[Required work] Quote everything in the post about the cloud server outage from "I've learned that" down to "sleep so quickly.".

[Text provided]
-----

Sunday, July 26, 2009

With Every Cloud a Little Rain Must Fall

I really like the cloud. I really do.


But today at 4:09am I hated the cloud.

Here's why.


Jul 26 04:08:00 www dhclient: send_packet: Network is down
Jul 26 04:09:01 www dhclient: No DHCPOFFERS received.

This log snippet above shows the last bits of life for one of our instances, our cloud-based replica web server. This is the cloud version of a star going super-nova, or perhaps collapsing into a black hole. This message means that your instance is no longer on the network, and that means it isn't doing anything useful for you. It's still accumulating $0.10/hour or more of revenue for Amazon, of course.


The problem began during the previous afternoon when the instance went to renew its DHCP lease, as it does every eleven hours. (DHCP is a mechanism to auto-configure system attributes, and like many organizations, Amazon Web Services uses DHCP as the mechanism for virtual machines to get their network configuration).

Unfortunately for our instance, when it went to contact the DHCP server for a renewal, it never got an answer. This by itself isn't alarming; this sort of thing happens all of the time. The instance then got impatient as a five-year-old and starting bugging the DHCP server for a lease renewal. "Are we there yet?" "Are we there yet?" "Are we there yet?" Sadly the DHCP server never responded and after eleven hours of asking, "Are we there yet?" once per minute, our poor instance just gave up.

And that takes our story to just after 4am this morning. That's when the U-M Network Operations Center noticed that our replica was no longer on the network, and that's when their network management system generated a page to wake up the on-call.


I've learned that it's never a good idea to diagnose and trouble-shoot a problem while I'm extremely groggy, and so I took a little time to collect my wits before logging into the system as root and rebooting it. But reboot it I did.


Jul 26 04:26:59 www shutdown[13643]: shutting down for system reboot

And then a few minutes later, voila!, the replica was back online. If only I could fall back to sleep so quickly.

I really like the cloud. But since this is the second time we've experienced this problem in 2009 (and others have experienced it too), I really wish Amazon would fix this.

But until they do, I think I'm going to write a little utility that checks /var/log/messages to see if the instance is on the road to network meltdown. If it is, I'd rather know about it sooner rather than later so that I can reboot the instance during the day rather than the middle of the night.

-----

Dataset entries
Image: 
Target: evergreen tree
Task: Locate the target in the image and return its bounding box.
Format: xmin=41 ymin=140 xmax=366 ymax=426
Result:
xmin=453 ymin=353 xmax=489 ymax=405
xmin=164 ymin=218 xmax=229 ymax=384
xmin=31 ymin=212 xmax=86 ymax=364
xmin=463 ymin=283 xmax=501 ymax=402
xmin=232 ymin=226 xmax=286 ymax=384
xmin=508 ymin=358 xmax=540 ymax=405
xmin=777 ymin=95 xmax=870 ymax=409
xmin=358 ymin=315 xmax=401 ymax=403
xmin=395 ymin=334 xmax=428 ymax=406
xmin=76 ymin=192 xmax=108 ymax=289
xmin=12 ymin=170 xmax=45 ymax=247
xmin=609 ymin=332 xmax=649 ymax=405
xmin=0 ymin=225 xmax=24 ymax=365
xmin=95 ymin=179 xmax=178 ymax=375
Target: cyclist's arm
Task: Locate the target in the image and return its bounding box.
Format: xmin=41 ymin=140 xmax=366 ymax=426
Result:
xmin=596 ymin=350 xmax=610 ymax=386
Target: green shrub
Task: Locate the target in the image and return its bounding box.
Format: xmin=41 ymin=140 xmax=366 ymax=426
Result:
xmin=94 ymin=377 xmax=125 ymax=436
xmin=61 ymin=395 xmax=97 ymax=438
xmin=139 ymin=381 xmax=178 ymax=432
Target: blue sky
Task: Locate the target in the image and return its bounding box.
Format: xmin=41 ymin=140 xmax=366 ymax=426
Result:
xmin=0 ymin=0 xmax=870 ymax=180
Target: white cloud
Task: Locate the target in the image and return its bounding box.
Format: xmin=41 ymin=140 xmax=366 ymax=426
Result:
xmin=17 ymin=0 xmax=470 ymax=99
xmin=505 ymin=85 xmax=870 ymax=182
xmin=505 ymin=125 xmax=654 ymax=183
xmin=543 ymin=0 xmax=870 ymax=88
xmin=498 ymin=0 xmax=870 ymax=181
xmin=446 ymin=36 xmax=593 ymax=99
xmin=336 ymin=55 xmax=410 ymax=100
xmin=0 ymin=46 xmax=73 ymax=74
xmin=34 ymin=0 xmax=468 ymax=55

-----

[Solution for this exercise]
I've learned that it's never a good idea to diagnose and trouble-shoot a problem while I'm extremely groggy, and so I took a little time to collect my wits before logging into the system as root and rebooting it. But reboot it I did.


Jul 26 04:26:59 www shutdown[13643]: shutting down for system reboot

And then a few minutes later, voila!, the replica was back online. If only I could fall back to sleep so quickly.